Exercise requirements:
Determine how many lines in the entries below hold "helmet". Respond with that number only.

(Natural-language object grounding data)

┌──

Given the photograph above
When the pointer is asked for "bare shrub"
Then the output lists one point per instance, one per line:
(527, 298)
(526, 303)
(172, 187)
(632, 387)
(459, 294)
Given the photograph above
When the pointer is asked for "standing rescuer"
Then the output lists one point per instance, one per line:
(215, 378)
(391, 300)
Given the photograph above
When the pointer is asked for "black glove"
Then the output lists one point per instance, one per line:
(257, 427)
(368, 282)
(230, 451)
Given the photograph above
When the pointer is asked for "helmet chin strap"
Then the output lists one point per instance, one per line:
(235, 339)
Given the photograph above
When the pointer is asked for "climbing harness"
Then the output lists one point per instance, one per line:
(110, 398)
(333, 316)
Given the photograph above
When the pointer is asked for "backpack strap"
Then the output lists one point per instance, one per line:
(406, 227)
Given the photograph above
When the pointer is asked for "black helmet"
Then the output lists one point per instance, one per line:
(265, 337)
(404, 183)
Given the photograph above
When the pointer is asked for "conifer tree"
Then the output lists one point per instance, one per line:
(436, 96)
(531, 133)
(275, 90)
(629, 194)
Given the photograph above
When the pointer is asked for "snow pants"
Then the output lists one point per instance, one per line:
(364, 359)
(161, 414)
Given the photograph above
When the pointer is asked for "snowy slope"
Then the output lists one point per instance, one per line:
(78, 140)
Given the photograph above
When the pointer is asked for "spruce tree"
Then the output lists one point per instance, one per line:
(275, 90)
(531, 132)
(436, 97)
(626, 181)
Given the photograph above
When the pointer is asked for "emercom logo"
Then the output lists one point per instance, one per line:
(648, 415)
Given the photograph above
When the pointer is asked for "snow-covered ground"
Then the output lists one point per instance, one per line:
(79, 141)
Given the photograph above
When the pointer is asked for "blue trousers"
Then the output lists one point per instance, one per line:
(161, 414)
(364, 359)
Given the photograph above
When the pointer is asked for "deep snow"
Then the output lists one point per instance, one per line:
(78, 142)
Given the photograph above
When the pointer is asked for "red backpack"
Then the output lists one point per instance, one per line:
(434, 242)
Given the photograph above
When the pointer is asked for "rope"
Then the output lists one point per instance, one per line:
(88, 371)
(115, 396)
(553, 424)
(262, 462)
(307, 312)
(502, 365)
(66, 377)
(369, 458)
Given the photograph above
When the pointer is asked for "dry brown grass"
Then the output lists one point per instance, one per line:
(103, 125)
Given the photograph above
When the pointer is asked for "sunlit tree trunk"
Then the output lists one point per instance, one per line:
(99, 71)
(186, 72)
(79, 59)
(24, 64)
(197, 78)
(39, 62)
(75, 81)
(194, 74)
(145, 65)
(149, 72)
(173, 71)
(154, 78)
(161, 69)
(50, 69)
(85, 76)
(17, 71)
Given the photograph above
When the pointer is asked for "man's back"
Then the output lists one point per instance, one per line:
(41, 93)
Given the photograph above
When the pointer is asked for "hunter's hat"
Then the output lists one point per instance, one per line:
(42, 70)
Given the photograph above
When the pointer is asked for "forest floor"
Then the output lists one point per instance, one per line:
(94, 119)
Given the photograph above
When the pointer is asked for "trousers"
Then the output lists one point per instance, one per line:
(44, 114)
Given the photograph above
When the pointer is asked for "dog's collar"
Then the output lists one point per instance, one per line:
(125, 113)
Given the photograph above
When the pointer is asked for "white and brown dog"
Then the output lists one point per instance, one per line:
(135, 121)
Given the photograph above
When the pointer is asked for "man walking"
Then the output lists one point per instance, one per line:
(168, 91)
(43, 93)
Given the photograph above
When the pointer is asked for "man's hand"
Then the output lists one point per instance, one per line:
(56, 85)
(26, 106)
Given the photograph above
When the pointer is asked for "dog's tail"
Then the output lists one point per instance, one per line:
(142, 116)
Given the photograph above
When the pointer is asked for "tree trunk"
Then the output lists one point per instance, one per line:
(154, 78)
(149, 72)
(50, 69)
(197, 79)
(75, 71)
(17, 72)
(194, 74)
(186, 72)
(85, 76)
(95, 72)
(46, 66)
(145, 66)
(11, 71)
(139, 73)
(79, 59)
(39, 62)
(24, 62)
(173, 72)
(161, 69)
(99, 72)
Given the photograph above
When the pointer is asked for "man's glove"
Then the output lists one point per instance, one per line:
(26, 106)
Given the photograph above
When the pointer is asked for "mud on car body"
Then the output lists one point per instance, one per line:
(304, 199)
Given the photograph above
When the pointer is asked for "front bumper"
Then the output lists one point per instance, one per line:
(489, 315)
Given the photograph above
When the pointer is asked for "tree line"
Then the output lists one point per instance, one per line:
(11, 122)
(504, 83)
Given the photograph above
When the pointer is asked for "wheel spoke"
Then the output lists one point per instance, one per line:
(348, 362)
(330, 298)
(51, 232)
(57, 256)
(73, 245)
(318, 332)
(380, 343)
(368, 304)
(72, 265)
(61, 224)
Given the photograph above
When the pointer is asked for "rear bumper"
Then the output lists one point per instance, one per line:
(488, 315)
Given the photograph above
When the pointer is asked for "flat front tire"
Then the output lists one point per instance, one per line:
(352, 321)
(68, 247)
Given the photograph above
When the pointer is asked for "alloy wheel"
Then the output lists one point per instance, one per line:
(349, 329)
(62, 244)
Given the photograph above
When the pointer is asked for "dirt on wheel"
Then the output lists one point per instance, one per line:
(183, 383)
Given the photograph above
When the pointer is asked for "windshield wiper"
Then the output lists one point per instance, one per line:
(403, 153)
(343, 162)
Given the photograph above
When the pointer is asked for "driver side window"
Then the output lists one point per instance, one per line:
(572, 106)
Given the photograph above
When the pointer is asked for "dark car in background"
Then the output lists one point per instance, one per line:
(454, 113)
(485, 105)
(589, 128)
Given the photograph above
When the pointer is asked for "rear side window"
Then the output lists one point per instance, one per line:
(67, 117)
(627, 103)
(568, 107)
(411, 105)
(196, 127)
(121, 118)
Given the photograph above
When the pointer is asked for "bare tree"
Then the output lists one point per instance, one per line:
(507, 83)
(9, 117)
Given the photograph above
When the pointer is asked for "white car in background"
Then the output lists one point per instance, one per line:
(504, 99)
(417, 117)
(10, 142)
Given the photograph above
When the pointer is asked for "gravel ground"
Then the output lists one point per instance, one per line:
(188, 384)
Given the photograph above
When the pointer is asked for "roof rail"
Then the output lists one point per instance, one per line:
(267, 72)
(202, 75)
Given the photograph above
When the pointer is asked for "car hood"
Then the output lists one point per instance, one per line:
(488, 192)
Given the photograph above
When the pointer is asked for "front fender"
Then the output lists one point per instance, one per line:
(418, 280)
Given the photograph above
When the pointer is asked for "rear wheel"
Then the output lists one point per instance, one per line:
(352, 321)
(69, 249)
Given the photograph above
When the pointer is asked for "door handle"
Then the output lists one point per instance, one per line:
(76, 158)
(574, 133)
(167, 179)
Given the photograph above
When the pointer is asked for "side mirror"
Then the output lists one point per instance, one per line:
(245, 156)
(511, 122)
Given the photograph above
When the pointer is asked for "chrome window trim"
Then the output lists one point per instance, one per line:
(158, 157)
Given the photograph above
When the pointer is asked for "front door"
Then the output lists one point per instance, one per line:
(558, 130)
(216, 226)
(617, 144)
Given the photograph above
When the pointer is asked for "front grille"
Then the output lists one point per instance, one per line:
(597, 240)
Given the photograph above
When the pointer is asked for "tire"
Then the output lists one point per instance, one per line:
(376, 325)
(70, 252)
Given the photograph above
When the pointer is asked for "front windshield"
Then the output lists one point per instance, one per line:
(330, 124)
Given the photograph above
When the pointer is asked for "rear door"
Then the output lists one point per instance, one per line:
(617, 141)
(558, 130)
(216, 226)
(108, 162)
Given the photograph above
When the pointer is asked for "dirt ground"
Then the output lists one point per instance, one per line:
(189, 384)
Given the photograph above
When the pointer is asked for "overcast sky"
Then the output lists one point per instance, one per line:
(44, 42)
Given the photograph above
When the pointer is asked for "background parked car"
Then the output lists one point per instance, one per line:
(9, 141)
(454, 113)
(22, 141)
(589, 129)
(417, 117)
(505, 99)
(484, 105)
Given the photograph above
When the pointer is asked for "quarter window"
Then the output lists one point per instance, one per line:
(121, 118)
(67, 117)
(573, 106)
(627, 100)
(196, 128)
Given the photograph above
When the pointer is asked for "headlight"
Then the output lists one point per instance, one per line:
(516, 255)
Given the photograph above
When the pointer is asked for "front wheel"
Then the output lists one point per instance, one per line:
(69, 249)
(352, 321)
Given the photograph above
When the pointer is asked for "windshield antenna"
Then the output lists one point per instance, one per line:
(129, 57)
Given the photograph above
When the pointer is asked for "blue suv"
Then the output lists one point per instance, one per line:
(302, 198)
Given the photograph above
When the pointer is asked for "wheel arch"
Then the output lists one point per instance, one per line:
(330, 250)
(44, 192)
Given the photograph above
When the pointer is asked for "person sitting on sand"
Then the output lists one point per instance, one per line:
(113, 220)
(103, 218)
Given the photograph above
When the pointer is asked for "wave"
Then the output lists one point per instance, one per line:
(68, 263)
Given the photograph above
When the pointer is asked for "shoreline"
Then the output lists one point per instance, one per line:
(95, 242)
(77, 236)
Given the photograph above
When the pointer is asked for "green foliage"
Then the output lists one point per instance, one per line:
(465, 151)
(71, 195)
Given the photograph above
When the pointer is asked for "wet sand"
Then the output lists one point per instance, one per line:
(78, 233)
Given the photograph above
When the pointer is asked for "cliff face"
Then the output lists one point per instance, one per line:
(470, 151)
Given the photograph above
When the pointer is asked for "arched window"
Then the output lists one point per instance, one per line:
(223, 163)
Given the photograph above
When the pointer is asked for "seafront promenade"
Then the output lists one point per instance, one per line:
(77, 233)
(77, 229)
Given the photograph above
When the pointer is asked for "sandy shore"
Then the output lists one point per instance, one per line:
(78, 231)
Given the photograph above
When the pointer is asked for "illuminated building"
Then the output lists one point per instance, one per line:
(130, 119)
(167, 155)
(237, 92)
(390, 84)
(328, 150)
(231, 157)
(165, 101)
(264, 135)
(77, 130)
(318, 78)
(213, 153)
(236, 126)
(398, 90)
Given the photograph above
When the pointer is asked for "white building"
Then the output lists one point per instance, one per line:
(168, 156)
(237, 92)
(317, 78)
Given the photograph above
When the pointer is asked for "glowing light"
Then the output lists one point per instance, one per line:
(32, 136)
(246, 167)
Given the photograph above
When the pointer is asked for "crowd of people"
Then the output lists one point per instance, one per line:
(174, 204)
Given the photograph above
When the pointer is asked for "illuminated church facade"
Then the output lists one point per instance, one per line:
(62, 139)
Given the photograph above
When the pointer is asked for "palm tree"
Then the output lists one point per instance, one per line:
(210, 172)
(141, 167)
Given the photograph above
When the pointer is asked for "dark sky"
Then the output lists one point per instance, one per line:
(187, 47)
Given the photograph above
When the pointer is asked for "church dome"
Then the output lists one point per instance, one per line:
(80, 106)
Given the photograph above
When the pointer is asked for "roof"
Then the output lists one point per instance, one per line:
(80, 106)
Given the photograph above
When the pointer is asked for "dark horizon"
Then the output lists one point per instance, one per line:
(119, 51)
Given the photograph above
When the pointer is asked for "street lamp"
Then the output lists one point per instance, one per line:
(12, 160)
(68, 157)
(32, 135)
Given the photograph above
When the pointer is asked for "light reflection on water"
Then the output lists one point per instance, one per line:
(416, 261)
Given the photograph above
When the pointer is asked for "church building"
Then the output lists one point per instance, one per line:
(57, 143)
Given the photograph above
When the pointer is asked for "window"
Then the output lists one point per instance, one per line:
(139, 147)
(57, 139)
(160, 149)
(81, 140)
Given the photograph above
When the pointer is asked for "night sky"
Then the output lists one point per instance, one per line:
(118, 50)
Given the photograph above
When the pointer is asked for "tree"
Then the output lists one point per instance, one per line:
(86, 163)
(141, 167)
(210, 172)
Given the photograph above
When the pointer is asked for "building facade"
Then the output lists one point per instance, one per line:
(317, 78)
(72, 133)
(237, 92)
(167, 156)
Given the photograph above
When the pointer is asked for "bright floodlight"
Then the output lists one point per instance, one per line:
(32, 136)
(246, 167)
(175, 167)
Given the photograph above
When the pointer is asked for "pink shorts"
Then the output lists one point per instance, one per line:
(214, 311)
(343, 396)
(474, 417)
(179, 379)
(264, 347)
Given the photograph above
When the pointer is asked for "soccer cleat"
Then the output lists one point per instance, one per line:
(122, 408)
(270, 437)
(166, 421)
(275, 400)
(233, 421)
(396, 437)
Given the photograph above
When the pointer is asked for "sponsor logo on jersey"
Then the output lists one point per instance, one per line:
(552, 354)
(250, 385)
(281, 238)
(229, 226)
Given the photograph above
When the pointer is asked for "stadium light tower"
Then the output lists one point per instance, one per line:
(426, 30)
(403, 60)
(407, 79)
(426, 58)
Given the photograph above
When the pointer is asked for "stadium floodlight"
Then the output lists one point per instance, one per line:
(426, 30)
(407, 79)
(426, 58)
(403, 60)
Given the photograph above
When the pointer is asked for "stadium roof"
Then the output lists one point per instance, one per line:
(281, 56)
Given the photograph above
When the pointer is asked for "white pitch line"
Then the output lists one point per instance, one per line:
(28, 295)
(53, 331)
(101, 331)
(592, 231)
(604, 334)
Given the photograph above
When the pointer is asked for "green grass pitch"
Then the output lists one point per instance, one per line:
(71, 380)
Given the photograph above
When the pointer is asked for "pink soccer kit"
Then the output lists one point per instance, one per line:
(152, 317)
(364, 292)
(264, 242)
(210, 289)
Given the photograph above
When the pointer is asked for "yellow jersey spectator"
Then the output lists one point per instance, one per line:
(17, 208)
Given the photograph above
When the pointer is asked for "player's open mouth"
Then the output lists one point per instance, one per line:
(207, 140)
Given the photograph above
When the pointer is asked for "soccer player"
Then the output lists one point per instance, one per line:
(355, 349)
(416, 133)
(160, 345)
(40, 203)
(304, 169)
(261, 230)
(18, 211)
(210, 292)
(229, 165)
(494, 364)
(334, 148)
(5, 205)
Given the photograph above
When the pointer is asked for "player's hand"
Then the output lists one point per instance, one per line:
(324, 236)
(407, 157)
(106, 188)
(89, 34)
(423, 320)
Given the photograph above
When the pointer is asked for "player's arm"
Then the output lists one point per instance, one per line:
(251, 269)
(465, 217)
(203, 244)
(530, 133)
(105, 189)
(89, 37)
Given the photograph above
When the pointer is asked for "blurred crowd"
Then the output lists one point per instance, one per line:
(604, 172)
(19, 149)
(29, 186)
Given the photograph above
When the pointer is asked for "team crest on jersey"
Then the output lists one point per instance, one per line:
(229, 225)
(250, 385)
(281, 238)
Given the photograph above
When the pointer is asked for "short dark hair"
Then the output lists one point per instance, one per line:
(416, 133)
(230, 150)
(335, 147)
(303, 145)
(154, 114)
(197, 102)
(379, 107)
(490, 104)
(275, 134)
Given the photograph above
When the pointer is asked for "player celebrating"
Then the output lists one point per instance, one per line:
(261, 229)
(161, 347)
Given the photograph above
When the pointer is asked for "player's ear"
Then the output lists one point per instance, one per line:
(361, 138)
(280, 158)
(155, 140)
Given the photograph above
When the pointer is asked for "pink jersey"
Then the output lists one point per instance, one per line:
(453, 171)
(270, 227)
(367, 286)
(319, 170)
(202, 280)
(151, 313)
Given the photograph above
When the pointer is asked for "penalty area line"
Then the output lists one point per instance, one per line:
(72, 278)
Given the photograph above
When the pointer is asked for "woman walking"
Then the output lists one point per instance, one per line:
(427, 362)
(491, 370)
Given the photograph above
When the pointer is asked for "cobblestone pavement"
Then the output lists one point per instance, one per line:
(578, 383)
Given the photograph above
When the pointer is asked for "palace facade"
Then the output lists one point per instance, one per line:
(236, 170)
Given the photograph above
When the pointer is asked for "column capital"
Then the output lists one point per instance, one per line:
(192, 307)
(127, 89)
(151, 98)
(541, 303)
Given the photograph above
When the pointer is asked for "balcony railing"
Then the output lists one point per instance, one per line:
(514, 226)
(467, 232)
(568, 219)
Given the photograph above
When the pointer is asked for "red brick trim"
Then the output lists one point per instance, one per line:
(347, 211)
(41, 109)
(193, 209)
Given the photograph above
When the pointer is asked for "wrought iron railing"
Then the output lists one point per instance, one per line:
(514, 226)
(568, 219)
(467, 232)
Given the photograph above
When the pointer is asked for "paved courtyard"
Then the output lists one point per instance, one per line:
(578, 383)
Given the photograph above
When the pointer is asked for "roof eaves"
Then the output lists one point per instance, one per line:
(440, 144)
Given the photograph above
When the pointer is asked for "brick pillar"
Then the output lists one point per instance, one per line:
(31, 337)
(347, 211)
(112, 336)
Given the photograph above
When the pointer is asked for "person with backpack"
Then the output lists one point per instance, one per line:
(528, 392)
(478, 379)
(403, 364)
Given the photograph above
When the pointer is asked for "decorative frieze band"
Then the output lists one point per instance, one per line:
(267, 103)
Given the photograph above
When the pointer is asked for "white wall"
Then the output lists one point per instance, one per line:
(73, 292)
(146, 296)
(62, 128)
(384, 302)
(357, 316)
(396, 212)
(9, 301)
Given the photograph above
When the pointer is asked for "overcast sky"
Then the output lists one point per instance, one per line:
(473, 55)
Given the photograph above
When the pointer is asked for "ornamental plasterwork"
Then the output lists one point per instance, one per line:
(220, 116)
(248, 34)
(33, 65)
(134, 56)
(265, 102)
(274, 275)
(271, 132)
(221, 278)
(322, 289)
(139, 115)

└──

Answer for the task:
2